- Objective: Convert every line of the items below into a JSON list of strings, one string per line, omitting blank lines and the pictures.

- Items:
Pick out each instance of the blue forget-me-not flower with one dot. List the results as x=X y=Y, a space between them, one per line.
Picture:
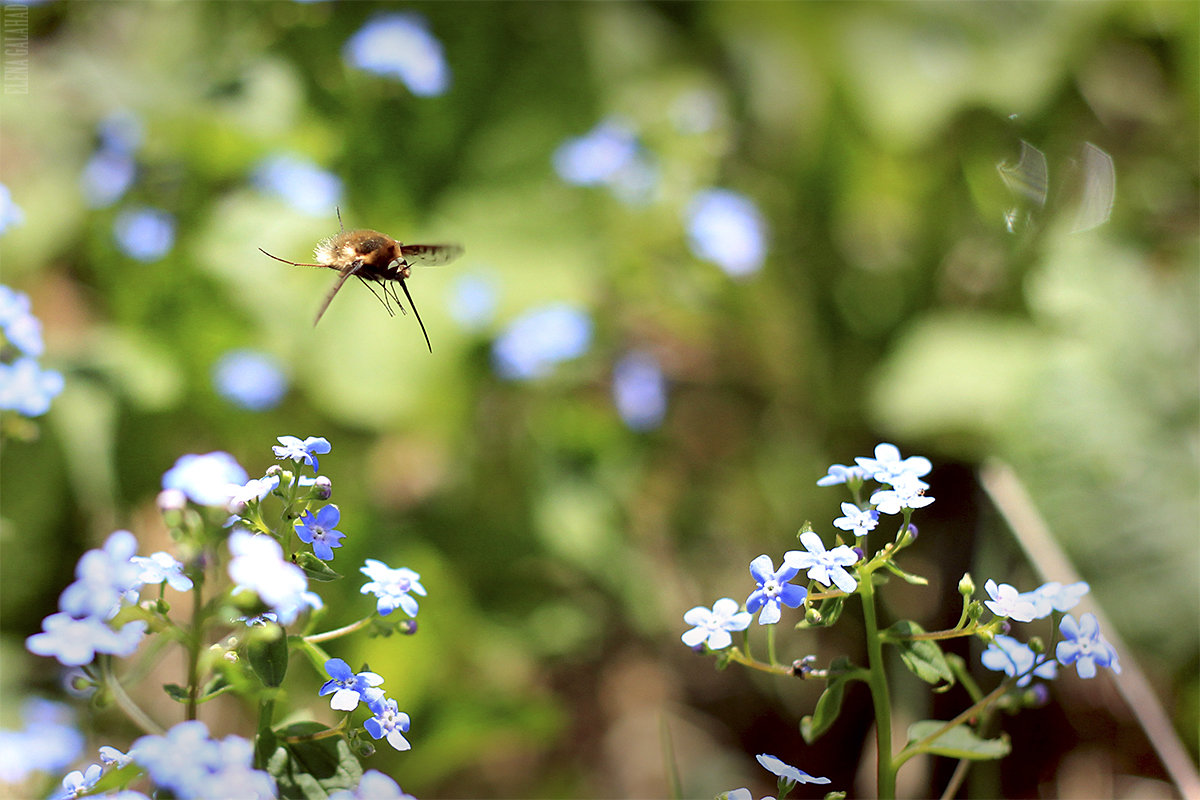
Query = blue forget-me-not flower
x=400 y=46
x=391 y=587
x=299 y=182
x=348 y=689
x=144 y=234
x=727 y=229
x=250 y=379
x=1013 y=657
x=389 y=722
x=537 y=341
x=318 y=530
x=301 y=450
x=640 y=391
x=774 y=589
x=825 y=566
x=1085 y=647
x=712 y=625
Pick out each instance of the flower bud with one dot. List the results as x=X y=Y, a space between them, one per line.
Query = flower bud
x=323 y=488
x=172 y=500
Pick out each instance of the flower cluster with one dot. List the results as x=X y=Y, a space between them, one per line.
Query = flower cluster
x=209 y=501
x=24 y=386
x=841 y=571
x=106 y=579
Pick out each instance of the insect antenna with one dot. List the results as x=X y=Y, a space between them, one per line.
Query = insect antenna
x=417 y=313
x=382 y=299
x=329 y=298
x=287 y=262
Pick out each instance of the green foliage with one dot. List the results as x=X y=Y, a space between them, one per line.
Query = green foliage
x=309 y=765
x=893 y=300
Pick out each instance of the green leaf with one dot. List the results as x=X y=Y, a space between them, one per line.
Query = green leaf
x=268 y=655
x=957 y=743
x=219 y=685
x=175 y=692
x=923 y=657
x=829 y=613
x=315 y=567
x=310 y=768
x=841 y=672
x=907 y=576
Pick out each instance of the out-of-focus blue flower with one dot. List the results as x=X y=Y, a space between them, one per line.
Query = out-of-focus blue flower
x=1055 y=597
x=10 y=212
x=727 y=229
x=76 y=782
x=300 y=184
x=111 y=756
x=640 y=391
x=859 y=521
x=373 y=786
x=473 y=301
x=349 y=687
x=318 y=530
x=159 y=567
x=538 y=340
x=887 y=467
x=389 y=721
x=907 y=492
x=609 y=155
x=28 y=389
x=209 y=480
x=1085 y=647
x=825 y=566
x=391 y=587
x=1013 y=657
x=192 y=765
x=598 y=156
x=258 y=565
x=106 y=178
x=774 y=589
x=103 y=578
x=76 y=642
x=250 y=379
x=144 y=234
x=781 y=769
x=1007 y=601
x=713 y=625
x=301 y=451
x=843 y=474
x=18 y=323
x=253 y=491
x=47 y=743
x=400 y=46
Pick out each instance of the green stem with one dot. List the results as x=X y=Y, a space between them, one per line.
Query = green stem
x=880 y=697
x=124 y=701
x=193 y=650
x=313 y=638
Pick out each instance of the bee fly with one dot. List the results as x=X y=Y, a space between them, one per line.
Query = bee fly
x=372 y=257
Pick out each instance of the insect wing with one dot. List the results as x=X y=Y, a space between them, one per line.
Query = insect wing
x=431 y=254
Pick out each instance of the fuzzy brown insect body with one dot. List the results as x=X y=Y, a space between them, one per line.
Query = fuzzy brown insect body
x=373 y=257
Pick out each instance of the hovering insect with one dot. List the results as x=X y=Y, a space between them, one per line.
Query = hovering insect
x=373 y=257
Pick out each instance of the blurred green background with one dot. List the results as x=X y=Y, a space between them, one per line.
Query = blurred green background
x=906 y=295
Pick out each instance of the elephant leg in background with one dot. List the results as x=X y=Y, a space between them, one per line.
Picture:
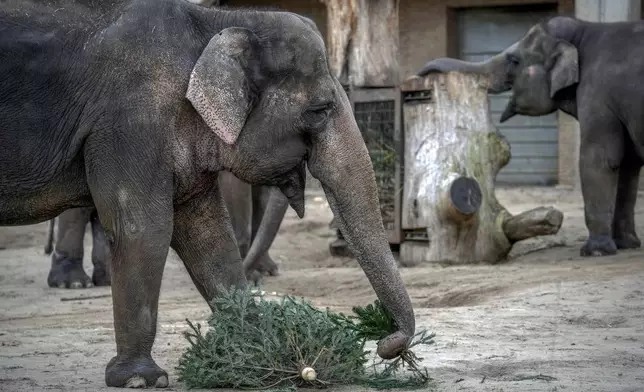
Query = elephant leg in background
x=601 y=153
x=624 y=232
x=237 y=197
x=67 y=259
x=261 y=196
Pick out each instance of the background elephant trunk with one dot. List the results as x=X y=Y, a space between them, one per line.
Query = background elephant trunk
x=340 y=160
x=495 y=67
x=268 y=228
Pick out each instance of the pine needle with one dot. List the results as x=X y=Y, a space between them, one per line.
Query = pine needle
x=255 y=343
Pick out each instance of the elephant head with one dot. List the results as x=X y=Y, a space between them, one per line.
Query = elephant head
x=536 y=67
x=264 y=89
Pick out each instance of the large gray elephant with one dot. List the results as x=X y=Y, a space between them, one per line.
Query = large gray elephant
x=256 y=214
x=590 y=71
x=135 y=106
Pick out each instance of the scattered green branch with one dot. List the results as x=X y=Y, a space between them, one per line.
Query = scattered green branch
x=255 y=343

- Completed exercise:
[
  "Pick out each instance of the blue forget-me-not flower with one dot. List the results as x=X y=Y, a space between them, one per line.",
  "Picture:",
  "Query = blue forget-me-not flower",
  "x=400 y=46",
  "x=391 y=587",
  "x=299 y=182",
  "x=348 y=689",
  "x=144 y=234",
  "x=727 y=229",
  "x=250 y=379",
  "x=1013 y=657",
  "x=389 y=722",
  "x=537 y=341",
  "x=318 y=530",
  "x=301 y=450",
  "x=640 y=391",
  "x=774 y=589",
  "x=825 y=566",
  "x=1085 y=647",
  "x=712 y=625",
  "Pick out each instance of the flower bud with one dot. List the results as x=X y=Y, a space between them, one per line.",
  "Query = flower bud",
  "x=323 y=488",
  "x=172 y=500",
  "Pick out each instance of the flower cluster with one dot. List the results as x=X y=Y, a space between them, one per line.",
  "Query = flower cluster",
  "x=209 y=501",
  "x=24 y=386",
  "x=841 y=571",
  "x=106 y=579",
  "Pick out each instance of the insect antenna with one dot. List the results as x=X y=Y, a space between them, one per line.",
  "Query = insect antenna",
  "x=417 y=313",
  "x=382 y=299",
  "x=329 y=298",
  "x=287 y=262",
  "Pick out each instance of the green foliage with one dot. List the results as x=X y=Y, a space between them, one per line.",
  "Query = green foliage",
  "x=309 y=765",
  "x=893 y=300",
  "Pick out each instance of the green leaf with one dot. List the results as x=X y=Y, a space between them, one per line.",
  "Query = green leaf",
  "x=268 y=655",
  "x=957 y=743",
  "x=219 y=685",
  "x=175 y=692",
  "x=923 y=657",
  "x=829 y=613",
  "x=315 y=567",
  "x=310 y=768",
  "x=841 y=672",
  "x=907 y=576",
  "Pick out each instance of the out-of-focus blue flower with one dot. List the results as x=X y=Y, a space between them, one per line.",
  "Query = out-of-focus blue flower",
  "x=1055 y=597",
  "x=10 y=212",
  "x=727 y=229",
  "x=76 y=782",
  "x=300 y=184",
  "x=111 y=756",
  "x=640 y=391",
  "x=859 y=521",
  "x=373 y=786",
  "x=473 y=301",
  "x=349 y=687",
  "x=318 y=530",
  "x=159 y=567",
  "x=538 y=340",
  "x=887 y=467",
  "x=389 y=721",
  "x=907 y=492",
  "x=609 y=155",
  "x=28 y=389",
  "x=209 y=480",
  "x=1085 y=647",
  "x=825 y=566",
  "x=391 y=587",
  "x=1013 y=657",
  "x=192 y=765",
  "x=598 y=156",
  "x=258 y=565",
  "x=106 y=178",
  "x=774 y=589",
  "x=103 y=578",
  "x=76 y=642",
  "x=250 y=379",
  "x=144 y=234",
  "x=781 y=769",
  "x=1007 y=601",
  "x=713 y=625",
  "x=301 y=451",
  "x=843 y=474",
  "x=18 y=323",
  "x=253 y=491",
  "x=47 y=743",
  "x=400 y=46",
  "Pick out each instance of the green stem with one dot. List the results as x=X y=Y, a space between them, one per line.",
  "Query = green stem",
  "x=880 y=697",
  "x=124 y=701",
  "x=193 y=650",
  "x=313 y=638",
  "Pick out each instance of the bee fly with one dot. List the results as x=X y=Y, a space between them, one per line.",
  "Query = bee fly",
  "x=372 y=257",
  "Pick out each instance of the insect wing with one dot. List the results as x=X y=Y, a space between them, one per line.",
  "Query = insect wing",
  "x=431 y=254",
  "Pick out each instance of the fuzzy brown insect body with one dot. List the results as x=X y=Y, a space between them, one per line.",
  "Query = fuzzy brown insect body",
  "x=373 y=257",
  "Pick out each instance of the hovering insect with one dot. List the results as x=X y=Y, a space between them, one per line.",
  "Query = hovering insect",
  "x=373 y=257",
  "Pick out each instance of the blurred green background with one dot. List the results as x=X y=Y, a space between them, one per line.",
  "Query = blurred green background",
  "x=906 y=295",
  "Pick out each instance of the elephant leg in background with one dot. List the results as x=X y=Y, a space between them, one per line.",
  "Picture:",
  "Query = elephant leg in background",
  "x=601 y=153",
  "x=624 y=232",
  "x=237 y=197",
  "x=67 y=259",
  "x=261 y=196",
  "Pick out each instance of the background elephant trunk with one dot. List the results as x=X y=Y, a space between them, one per line.",
  "Query = background elephant trunk",
  "x=340 y=160",
  "x=495 y=67",
  "x=268 y=228",
  "Pick out each instance of the pine needle with one dot. List the results as x=X y=Y, a space between them, one per line.",
  "Query = pine needle",
  "x=255 y=343",
  "Pick out each instance of the elephant head with one dot. List the results as x=X y=Y, a space between them, one per line.",
  "Query = elephant head",
  "x=536 y=67",
  "x=264 y=89",
  "Pick out each instance of the large gray elephant with one dot. List the results as x=X y=Y, a space between them, one per line.",
  "Query = large gray elephant",
  "x=256 y=214",
  "x=590 y=71",
  "x=135 y=106",
  "Pick out each instance of the scattered green branch with one dot. List the results as x=X y=Y, a space between them, one per line.",
  "Query = scattered green branch",
  "x=255 y=343"
]